**Page**:
________

Growing bandwidth requirements represents the first. Even without the advent of triple-play service offerings, the sheer number of mobile users would have put the squeeze on current backhaul strategies. Infonetics Research (www.infonetics.com) estimates that there were more than 2 billion mobile subscribers worldwide in 2005; they expect that number to increase at least 50% by 2009. Add the increasing bandwidth demands of individual services powered by 3G wireless technology, particularly data for both business and individual consumers as well as video, and a single T1/E1 line per cell tower quickly becomes insufficient.

The wider variety of services poses the second problem, particularly when it comes to providing traditional services that are based on ATM and TDM today with an eye toward Ethernet and IP tomorrow. Carriers face the dilemma of whether to run separate backhaul networks for voice and data or combine the two into a single infrastructure-which would mean either settling on a single transmission protocol or connecting the link to a platform, such as a multiservice provisioning platform (MSPP) or a pseudowire-enabled system, that can handle multiple protocols simultaneously.

The final problem is cost. Backhaul is extremely expensive. Yankee Group (www.yankeegroup.com) estimates that backhaul takes up an average of 10% of a carrier’s opex worldwide. However, the research firm believes that number rises to 35% in the U.S. market, where wireless operators can expect to pay around $600 per T1. As Vince Vittore, a Yankee Group senior analyst, wrote in a recent report, “Using multiple T1s for backhaul, however, provides no volume discount for wireless carriers. It simply adds cost.”

________

**Provided information**:
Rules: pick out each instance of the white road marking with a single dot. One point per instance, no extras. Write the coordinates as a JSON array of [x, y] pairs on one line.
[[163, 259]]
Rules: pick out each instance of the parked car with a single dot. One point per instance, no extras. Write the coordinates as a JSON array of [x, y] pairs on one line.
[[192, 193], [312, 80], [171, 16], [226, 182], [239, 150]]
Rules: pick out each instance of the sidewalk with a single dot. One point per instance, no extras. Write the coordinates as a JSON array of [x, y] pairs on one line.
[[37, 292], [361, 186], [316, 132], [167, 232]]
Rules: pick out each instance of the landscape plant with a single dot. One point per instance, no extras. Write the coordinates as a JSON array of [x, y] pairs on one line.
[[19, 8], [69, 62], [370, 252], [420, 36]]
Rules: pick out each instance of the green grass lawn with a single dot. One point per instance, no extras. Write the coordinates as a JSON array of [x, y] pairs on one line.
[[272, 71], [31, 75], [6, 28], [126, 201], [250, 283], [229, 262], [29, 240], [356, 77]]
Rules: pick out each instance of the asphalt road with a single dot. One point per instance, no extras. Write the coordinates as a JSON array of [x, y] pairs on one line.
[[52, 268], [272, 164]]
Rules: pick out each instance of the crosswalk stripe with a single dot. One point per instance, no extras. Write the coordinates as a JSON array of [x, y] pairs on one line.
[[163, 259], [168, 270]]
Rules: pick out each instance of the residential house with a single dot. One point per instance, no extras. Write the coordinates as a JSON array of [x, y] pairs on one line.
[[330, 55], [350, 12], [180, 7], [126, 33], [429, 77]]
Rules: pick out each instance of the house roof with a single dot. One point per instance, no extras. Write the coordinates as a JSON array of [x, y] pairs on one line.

________

**Stated exercise 1**:
In the backhaul text, what average share of a carrier's opex worldwide does Yankee Group estimate backhaul takes up?
**Stated exercise 2**:
Rewrite the records from the first line up to and including the line with "[[163, 259]]", replacing "white road marking" with "yellow lane line" and leaving everything else unchanged.
The backhaul text and the records are separate, unrelated material.

**Task answer 1**:
An average of 10%.

**Task answer 2**:
Rules: pick out each instance of the yellow lane line with a single dot. One point per instance, no extras. Write the coordinates as a JSON array of [x, y] pairs on one line.
[[163, 259]]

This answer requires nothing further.